» Фрагмент документа:
============================================================
Эта страшная тенденция уже прослеживается в образах манаенских мужиков. Зиновей Лукич - самый опасный из них. На словах он всегда первый впереди, на деле же - предпочитает спрятаться за широкой спиной Сикидина. Основная сила Зиновея Лукича заключена в удивительном умении приспособиться к любым обстоятельствам, выжить при любых условиях и никогда не остаться в накладе. Это яркий пример постоянно мимикрирующего характера. Лицемер и притвора, он без зазрения совести молится старым богам, чтобы добиться расположения новых. Для этой цели Зиновей Лукич использует знаменитый, пустивший глубокие корни в сознание русского человека прием смиренного уничижения перед всеми, кто имеет власть и силу, даже если это и Богоматерь. Он, как паук, плетущий словесную паутину, заманивает в нее монастырского сторожа, с потрясающей наглостью пытается это проделать и с Богородицей, и с матерью Нафанаи-лой, притворяясь самым несчастным и нуждающимся: "Матушка, грешник я, вот перед всеми говорю... Опять же - телка у меня с ящуром... Но как она, матерь бо-жия, значит, сподручница грешных - обя-
зана она выручить нас из положения. Хо-тя-хоть и грешник я, и телка... но как мы, значит, для обчества, а не для себя... Верно я говорю, Сикидин? А?" [2].
Это словоблудие Зиновея Лукича преследует одну цель: полностью сложить с себя личную ответственность за происходящие события и при неудаче задуманного мероприятия свалить всю вину на другого, что, к сожалению, очень по-русски.
Сикидин - несколько иной тип характера. Язык у солдата, в отличие от Зиновея Лукича, что "грузило свинцовое", но зато Сикидин силен, как "бык брухучий". Есть в нем что-то зверское, и Замятин постоянно это подчеркивает: "зубы как у Белки" (собаки), "сикидинская жесткая лапа", "все свирепей рвал пирог волчьими зубами Сикидин..." На словах он против насилия и за справедливый порядок: "чтоб физически зря не бить и не лезть дуром, а всё согласно постановлению" (с. 336). На деле: "по-свойски", "физически в хряпало в самое -вот как ублаговолил" (с. 336).
Про таких, как Сикидин, В. Розанов сказал: "Переход в социализм и, значит, полный атеизм совершился у мужиков, у солдат до того легко, точно в "баню сходили и окатились новой водой". Это совершенно точно..." [3]. В утверждении новых порядков Сикидин решителен и намерен их отстаивать "бесповоротно". Но даже он не выдерживает теплоты искреннего гостеприимства игуменьи Нафанаилы. Что-то пробудилось в душе этого человека, умеющего просто убивать: "Да как зубами скрипнет - и в дверь пулей" (с. 341). Наверное, первый раз в жизни Сикидин отступился от применения физической силы, почувствовав силу неизмеримо более высокую - доброту человеческого сердца. Это он назовет "обстоятельствами вразрез наших ожиданий".
============================================================
» Задания:
[A] Согласуются ли с отрывком о манаенских мужиках три утверждения: (i) на деле Зиновей Лукич предпочитает прятаться за Сикидина; (ii) Сикидин, в отличие от Зиновея Лукича, красноречив; (iii) гостеприимство игуменьи Нафанаилы Сикидин выдерживает без всякой перемены в себе? Для каждого ответьте «да» или «нет» и приведите точную цитату из отрывка, которая это решает.
[B] Продолжите отрывок о манаенских мужиках, начав сразу после его последнего предложения.
Записи взяты из другого источника и с этим фрагментом не связаны.
============================================================
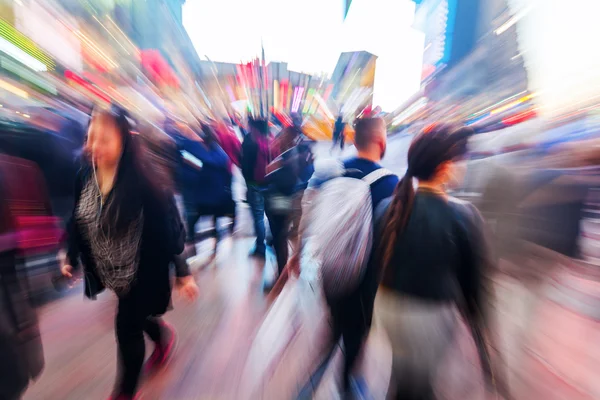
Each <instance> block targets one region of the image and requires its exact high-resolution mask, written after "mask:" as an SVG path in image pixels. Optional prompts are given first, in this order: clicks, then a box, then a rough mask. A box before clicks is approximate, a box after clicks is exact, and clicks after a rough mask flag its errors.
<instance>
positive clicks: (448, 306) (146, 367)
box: [3, 106, 485, 399]
mask: <svg viewBox="0 0 600 400" xmlns="http://www.w3.org/2000/svg"><path fill="white" fill-rule="evenodd" d="M234 128H236V126H235V125H234V124H233V123H232V121H225V122H217V121H203V122H198V124H197V126H196V127H190V126H182V125H181V124H177V123H175V122H174V121H172V120H167V121H166V122H165V126H164V131H165V132H166V133H167V134H168V135H169V137H171V138H172V139H173V143H174V146H173V152H172V153H173V154H172V157H171V158H170V160H169V162H166V163H164V165H163V167H164V169H165V170H166V171H165V172H164V173H161V174H157V173H152V171H156V165H150V163H151V160H150V158H149V157H147V154H146V153H147V152H149V151H150V150H148V148H147V147H144V143H143V140H142V139H141V138H140V136H141V135H137V134H135V133H136V128H135V127H134V121H132V118H131V117H130V116H129V115H128V113H127V112H126V111H125V110H124V109H122V108H120V107H118V106H113V107H111V108H110V109H103V108H98V109H95V110H94V111H92V114H91V119H90V123H89V126H88V130H87V135H86V138H85V144H84V148H83V152H82V154H81V157H82V159H81V168H80V171H79V172H78V174H77V177H76V182H75V201H74V207H73V212H72V216H71V219H70V222H69V224H68V227H67V232H66V237H67V243H68V251H67V254H66V257H65V260H64V262H63V265H62V266H61V272H62V274H63V275H64V276H65V278H66V279H73V278H74V276H76V274H77V272H78V271H79V270H80V269H83V274H82V276H83V280H84V290H85V295H86V296H87V297H89V298H91V299H94V298H95V297H96V296H97V295H98V294H99V293H100V292H102V291H104V290H110V291H112V292H114V293H115V295H116V296H117V298H118V307H117V314H116V324H115V331H116V338H117V344H118V360H119V367H120V368H119V376H118V380H117V383H116V385H115V389H114V393H113V395H112V397H111V398H112V399H132V398H135V396H136V393H137V389H138V383H139V379H140V374H141V373H142V371H143V370H146V371H152V370H155V369H157V368H160V367H161V366H162V365H163V364H164V363H165V362H166V360H167V359H168V358H169V356H170V354H171V352H172V351H173V343H174V340H175V336H176V333H175V330H174V329H173V327H171V326H170V325H168V324H167V323H166V322H164V321H163V320H162V319H161V316H162V315H163V314H164V313H165V312H167V310H168V309H169V307H170V304H171V279H170V266H174V269H175V275H176V286H177V288H178V289H179V291H180V292H181V293H182V294H183V296H184V297H186V298H187V299H188V300H190V301H193V300H194V299H195V298H196V297H197V295H198V287H197V286H196V283H195V280H194V277H193V275H192V274H191V273H190V269H189V267H188V264H187V261H186V258H187V257H189V256H191V255H193V252H194V249H195V243H196V239H197V238H196V235H197V231H196V224H197V222H198V220H199V218H200V217H203V216H209V217H211V218H212V219H213V221H214V223H215V229H214V232H215V235H216V238H217V240H216V243H217V244H218V243H219V238H220V237H221V235H222V232H221V229H220V225H219V224H218V218H221V217H229V218H231V219H232V226H234V225H235V220H236V203H235V201H234V199H233V194H232V181H233V168H234V166H237V167H239V168H240V170H241V173H242V176H243V178H244V180H245V184H246V188H247V202H248V204H249V206H250V210H251V216H252V219H253V226H254V233H255V236H256V242H255V245H254V247H253V249H252V252H251V256H252V257H259V258H264V257H265V252H266V249H267V244H269V245H270V246H271V247H272V249H273V251H274V252H275V254H276V260H277V272H278V274H277V278H278V279H276V280H274V281H273V284H274V283H275V282H277V286H279V289H280V288H281V286H283V285H285V283H286V281H287V279H288V278H289V277H290V276H292V275H297V274H298V273H299V271H300V270H301V269H302V262H301V259H302V258H303V257H304V255H305V254H304V253H305V252H306V251H307V250H306V249H308V248H311V246H312V248H311V249H312V250H311V251H312V253H311V254H312V257H314V258H320V262H321V263H322V268H323V272H322V275H323V279H322V282H323V290H324V295H325V298H326V304H327V306H328V307H329V311H330V314H331V321H332V339H331V349H334V348H335V345H336V344H337V343H338V342H340V341H341V343H343V346H344V348H345V363H344V368H343V374H342V376H343V389H344V393H346V394H347V395H348V396H351V374H352V371H353V369H354V368H355V364H356V363H357V360H358V359H359V354H360V352H361V349H362V346H363V344H364V342H365V340H366V337H367V336H368V334H369V330H370V328H371V323H372V320H373V314H374V310H375V309H377V312H380V313H381V316H382V321H383V325H384V326H385V328H386V329H387V332H388V334H389V335H390V338H391V343H392V346H393V347H392V348H393V356H394V357H393V360H394V361H393V375H392V380H391V383H390V392H389V393H390V396H392V394H393V396H396V397H394V398H433V397H432V396H433V391H432V390H433V389H432V387H433V386H432V379H433V378H432V374H433V373H434V371H435V364H436V362H437V361H438V359H439V357H440V354H441V352H442V351H443V349H444V347H445V346H447V342H448V341H449V340H450V338H451V337H452V335H451V332H452V327H453V326H454V325H456V324H457V322H456V321H457V319H458V316H457V315H458V314H457V312H456V310H457V309H460V310H461V311H464V315H465V316H467V317H468V319H469V320H470V321H472V322H473V324H474V325H477V326H479V325H480V324H481V322H482V318H483V317H482V315H481V313H480V312H481V310H482V309H483V306H482V304H481V295H480V287H481V286H482V282H481V279H482V274H483V273H482V268H484V260H485V254H484V253H483V251H484V247H483V245H482V243H480V240H481V229H482V228H481V224H482V221H481V219H480V217H479V215H478V213H477V211H476V210H474V209H473V208H472V207H470V206H468V205H464V204H459V203H456V202H455V201H453V200H452V199H451V198H449V197H448V195H447V194H446V191H445V189H444V188H445V187H446V185H447V183H448V182H449V181H450V180H452V179H453V177H454V174H453V171H454V170H453V168H454V167H453V166H454V164H455V162H457V161H458V160H460V158H461V157H462V156H464V154H465V152H466V145H465V143H466V140H467V138H468V134H469V132H468V131H466V130H464V129H463V130H458V131H456V130H454V129H453V128H451V127H449V126H443V125H440V126H438V127H436V128H435V129H433V130H431V131H429V132H427V133H424V134H422V135H419V136H418V137H416V138H415V140H414V142H413V144H412V146H411V148H410V151H409V154H408V171H407V173H406V175H405V176H404V177H403V178H402V179H400V178H399V177H398V176H396V175H394V174H393V173H391V172H390V171H387V170H385V169H383V168H382V166H381V165H380V161H381V160H382V158H383V157H384V155H385V151H386V141H387V132H386V125H385V122H384V120H383V119H381V118H375V117H373V118H361V119H359V120H357V121H356V122H355V124H354V129H355V138H354V145H355V147H356V150H357V155H356V156H355V157H352V158H350V159H346V160H344V161H343V162H341V163H338V164H337V165H336V166H335V167H334V168H333V169H337V172H335V173H332V171H329V172H328V171H327V169H328V168H330V169H331V166H330V167H324V168H319V167H318V166H315V160H314V155H313V153H312V142H311V141H310V140H309V139H308V138H307V137H306V136H305V135H304V134H303V132H302V127H301V124H299V123H296V122H294V123H293V124H291V125H289V126H285V127H282V129H281V131H280V132H279V134H278V135H276V136H275V137H273V135H272V134H271V133H270V127H269V122H268V121H267V120H263V119H260V118H249V119H248V121H247V124H246V125H245V126H244V127H243V128H242V127H238V129H237V132H241V136H242V138H240V137H239V136H238V134H237V132H236V130H235V129H234ZM240 128H242V129H240ZM343 130H344V124H343V123H342V122H341V119H338V121H336V123H335V126H334V129H333V132H334V144H335V143H341V146H343V139H342V136H343ZM240 139H241V140H240ZM413 178H414V179H417V180H418V182H419V183H418V187H417V188H416V190H415V188H414V187H413V185H414V182H413ZM339 179H342V180H341V181H340V180H339ZM348 180H350V181H348ZM350 182H355V183H357V184H358V183H360V185H362V186H360V187H357V188H356V190H357V191H355V192H353V191H352V185H353V184H352V183H350ZM340 188H341V189H342V191H344V192H345V193H344V194H343V196H350V197H352V196H354V197H355V198H356V201H355V202H354V203H353V202H352V201H350V202H348V201H347V200H348V198H347V197H346V198H344V197H340V195H341V192H340V191H339V190H338V189H340ZM361 190H362V191H361ZM309 193H310V195H308V194H309ZM353 193H354V194H353ZM176 196H177V197H180V199H181V202H180V203H181V204H182V206H180V207H179V208H178V205H177V201H176ZM336 196H337V198H336ZM361 196H362V197H361ZM365 196H366V197H365ZM308 199H310V200H308ZM340 201H341V202H342V203H345V204H346V209H344V207H340V206H339V205H338V204H336V203H338V202H340ZM365 204H367V205H366V206H365ZM324 210H325V211H324ZM265 216H266V218H267V220H268V226H269V228H270V232H271V236H272V240H271V243H268V240H267V235H266V229H265ZM315 218H316V220H320V221H326V220H328V221H335V225H336V226H332V225H331V224H330V225H322V226H324V227H325V228H319V229H329V230H330V231H329V232H326V231H320V232H318V234H317V235H318V236H321V237H327V238H328V240H325V241H320V243H319V244H318V245H317V246H316V247H315V245H314V243H313V244H312V245H310V244H309V243H308V242H310V240H308V239H307V238H308V237H309V235H308V234H307V232H308V231H309V230H310V229H311V227H310V226H307V225H309V224H311V223H312V224H313V225H314V226H321V225H319V223H318V222H314V221H316V220H315ZM311 221H313V222H311ZM327 226H329V228H327ZM232 232H233V229H232ZM313 236H314V235H313ZM319 246H320V247H321V248H319ZM325 247H327V248H325ZM290 249H291V256H290ZM326 253H327V255H325V256H324V254H326ZM342 260H343V261H342ZM273 284H271V285H269V287H267V288H266V289H267V290H272V294H274V296H276V295H277V293H278V289H276V288H273V287H272V286H273ZM454 286H456V287H457V288H458V289H459V290H458V293H459V296H458V297H457V292H456V288H455V287H454ZM379 287H381V289H379V290H378V288H379ZM376 299H377V300H376ZM458 299H461V300H460V301H459V300H458ZM458 304H460V306H461V307H458V306H457V305H458ZM442 328H443V329H442ZM441 332H445V333H444V334H441ZM144 333H145V334H146V335H147V336H148V337H149V338H150V339H151V341H152V342H153V343H154V350H153V352H152V354H151V355H150V357H149V358H148V359H147V360H146V361H145V363H144V360H145V347H146V345H145V342H144ZM407 345H408V347H407ZM407 350H409V352H407ZM332 351H333V350H331V351H330V352H332ZM424 354H427V357H425V356H424ZM39 369H40V368H38V370H39ZM38 373H39V371H38ZM27 380H29V378H27V379H22V380H21V382H22V384H20V386H19V385H17V386H19V387H13V389H14V390H13V391H12V392H11V393H12V394H10V396H9V397H8V398H18V397H19V394H20V391H21V390H23V389H24V388H25V387H26V384H25V382H26V381H27ZM15 383H16V382H15ZM3 390H4V387H3Z"/></svg>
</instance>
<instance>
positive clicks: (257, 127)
mask: <svg viewBox="0 0 600 400" xmlns="http://www.w3.org/2000/svg"><path fill="white" fill-rule="evenodd" d="M248 126H249V127H250V129H255V130H256V131H257V132H259V133H261V134H263V135H267V134H268V133H269V123H268V122H267V120H266V119H261V118H250V119H249V120H248Z"/></svg>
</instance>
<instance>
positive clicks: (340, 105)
mask: <svg viewBox="0 0 600 400" xmlns="http://www.w3.org/2000/svg"><path fill="white" fill-rule="evenodd" d="M376 65H377V56H375V55H373V54H371V53H369V52H366V51H354V52H346V53H342V54H340V58H339V59H338V62H337V64H336V66H335V69H334V70H333V74H332V75H331V79H330V82H331V84H332V85H333V89H332V92H331V96H330V97H329V101H328V103H329V104H330V106H331V108H332V109H333V110H335V111H336V112H337V111H339V110H340V109H342V113H344V114H348V115H350V114H352V116H354V115H356V113H357V112H360V111H362V109H364V108H365V107H369V106H371V107H372V105H373V85H374V83H375V71H376Z"/></svg>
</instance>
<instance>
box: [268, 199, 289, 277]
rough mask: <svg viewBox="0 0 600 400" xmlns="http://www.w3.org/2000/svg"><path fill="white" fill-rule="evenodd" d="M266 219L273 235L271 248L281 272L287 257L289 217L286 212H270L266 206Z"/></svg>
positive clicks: (288, 252)
mask: <svg viewBox="0 0 600 400" xmlns="http://www.w3.org/2000/svg"><path fill="white" fill-rule="evenodd" d="M267 219H268V220H269V227H270V228H271V235H273V250H275V256H276V257H277V269H278V270H279V274H281V272H282V271H283V268H284V267H285V265H286V264H287V260H288V257H289V254H288V253H289V245H288V236H289V231H290V218H289V216H288V215H286V214H278V213H274V212H271V211H270V210H269V208H268V207H267Z"/></svg>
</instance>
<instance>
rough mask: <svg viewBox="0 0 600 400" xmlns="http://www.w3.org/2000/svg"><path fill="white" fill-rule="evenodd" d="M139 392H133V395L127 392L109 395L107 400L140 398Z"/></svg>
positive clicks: (136, 398) (139, 399)
mask: <svg viewBox="0 0 600 400" xmlns="http://www.w3.org/2000/svg"><path fill="white" fill-rule="evenodd" d="M140 398H141V397H140V394H139V393H138V394H135V395H133V396H130V395H127V394H119V395H117V396H110V397H109V398H108V400H140Z"/></svg>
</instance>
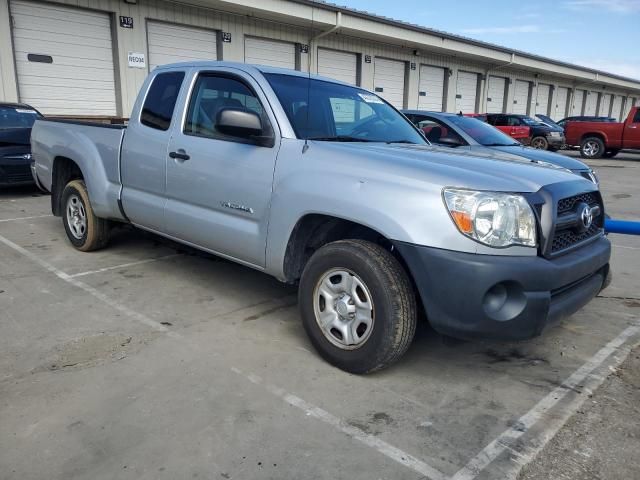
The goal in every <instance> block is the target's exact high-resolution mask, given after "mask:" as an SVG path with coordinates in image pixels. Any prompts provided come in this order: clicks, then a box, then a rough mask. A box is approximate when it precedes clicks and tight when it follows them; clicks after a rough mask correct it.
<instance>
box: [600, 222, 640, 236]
mask: <svg viewBox="0 0 640 480" xmlns="http://www.w3.org/2000/svg"><path fill="white" fill-rule="evenodd" d="M604 229H605V231H606V232H607V233H624V234H626V235H640V222H630V221H627V220H612V219H610V218H607V219H606V220H605V221H604Z"/></svg>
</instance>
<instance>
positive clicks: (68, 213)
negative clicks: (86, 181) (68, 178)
mask: <svg viewBox="0 0 640 480" xmlns="http://www.w3.org/2000/svg"><path fill="white" fill-rule="evenodd" d="M62 223H63V224H64V230H65V232H67V237H68V238H69V241H70V242H71V244H72V245H73V246H74V247H76V248H77V249H78V250H81V251H83V252H90V251H92V250H98V249H100V248H102V247H104V246H105V245H106V244H107V242H108V240H109V224H108V222H107V220H105V219H103V218H99V217H96V215H95V213H93V208H91V202H90V201H89V194H88V192H87V187H86V185H85V184H84V181H83V180H72V181H70V182H69V183H67V185H66V186H65V187H64V190H63V191H62Z"/></svg>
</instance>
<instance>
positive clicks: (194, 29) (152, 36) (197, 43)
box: [147, 21, 218, 71]
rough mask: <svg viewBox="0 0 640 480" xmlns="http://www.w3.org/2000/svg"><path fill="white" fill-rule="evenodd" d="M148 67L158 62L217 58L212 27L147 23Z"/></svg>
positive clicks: (152, 67) (180, 60) (198, 59)
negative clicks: (199, 26)
mask: <svg viewBox="0 0 640 480" xmlns="http://www.w3.org/2000/svg"><path fill="white" fill-rule="evenodd" d="M147 41H148V44H149V71H151V70H153V69H154V68H156V67H157V66H158V65H166V64H167V63H175V62H188V61H190V60H217V59H218V53H217V49H216V42H217V36H216V32H215V31H213V30H204V29H201V28H193V27H185V26H182V25H169V24H167V23H161V22H151V21H150V22H148V23H147Z"/></svg>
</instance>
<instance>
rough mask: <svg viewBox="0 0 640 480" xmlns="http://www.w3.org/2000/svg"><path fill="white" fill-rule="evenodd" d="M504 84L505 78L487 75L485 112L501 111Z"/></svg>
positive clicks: (501, 112) (503, 94)
mask: <svg viewBox="0 0 640 480" xmlns="http://www.w3.org/2000/svg"><path fill="white" fill-rule="evenodd" d="M506 84H507V79H506V78H502V77H489V87H488V89H487V113H503V111H504V92H505V86H506Z"/></svg>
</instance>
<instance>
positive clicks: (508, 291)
============================================================
» Ответы к заданиям:
[A]
(i) Да: «на деле же - предпочитает спрятаться за широкой спиной Сикидина».
(ii) Нет: «Язык у солдата, в отличие от Зиновея Лукича, что "грузило свинцовое"».
(iii) Нет: «Но даже он не выдерживает теплоты искреннего гостеприимства игуменьи Нафанаилы».

[B]
Другой член троицы - старик Онисим, совершенно безвольный человек, никогда не имевший собственного мнения. Куда ветер дунет - туда и дед Онисим: "на всякое слово сикидинское - ротик оником, и всё своё - о? Во-от!" (с. 336). Это тоже очень русский тип. Дед Онисим привык всю жизнь жить дурачком, смотря невинно-младенческими глазами одинаково и на добро, и на зло, способствуя в зависимости от обстоятельств совершению то одного, то другого. Дед Онисим незаменим в качестве "вечного козла отпущения", на которого более сильные сваливают свои промахи и ошибки. А с него всё, как с гуся вода. С дурака, как известно, взятки глад-
ки: "Ах ты, дурак полоротый! Ах, орясина! "Спаси-ибо, матушка!" Как уговорено было, а? Кабы молчал, глядишь, всё бы... "Спаси-ибо, матушка!" (с. 341).
Видимо, впервые после "Уездного" и "На куличках" Замятин так остро ставит вопрос об отрицательных чертах характера русского человека. И где-то даже очень близок к горьковскому отчаянию весны 1918 года: "Мы, Русь, - анархисты по натуре, мы, жестокое зверье, в наших жилах всё еще течет темная и злая рабья кровь -ядовитое наследие татарского и крепостного ига - что тоже правда. Нет слов, которыми нельзя было бы обругать русского человека, - кровью плачешь, а ругаешь, ибо он, несчастный, дал и дает право лаять на него тоскливым собачьим лаем, воем собаки, любовь которой недоступна, непонятна ее дикому хозяину, тоже зверю" [4]. Но, несмотря на всё это, Замятина, как впрочем и Горького, согревала вера в великое будущее своего народа, который рождает таких святых людей, как мать Нафанаила. Богоматерь в образе маленькой игуменьи разрушает планы "экспроприаторов" и показывает свое истинное лицо: лик с иконы "Споручница грешных". Здесь раскрывается второй структурный уровень произведения - истинный, настоящий, который реализуется большей частью в подтексте. Здесь ирония полностью отсутствует. Только добрая, восхищенная улыбка автора освещает почти тождественный богородичному образ матери Нафанаилы, чья сила веры в людскую любовь и доброту способна творить чудеса.
Видимо, не случайно то, что Замятин нигде в рассказе не упоминает настоящего имени иконы - "Споручница грешных". Он был полностью уверен, что его игра словами "споручница" и "сподручница" в названии иконы будет правильно понята и оценена читателями. В этом писатель увидел глубоко символичный факт для людей своего времени. Марина Цветаева в мае 1918 года в одном из стихотворений писала: "спят мужи - сражаются иконы" [5].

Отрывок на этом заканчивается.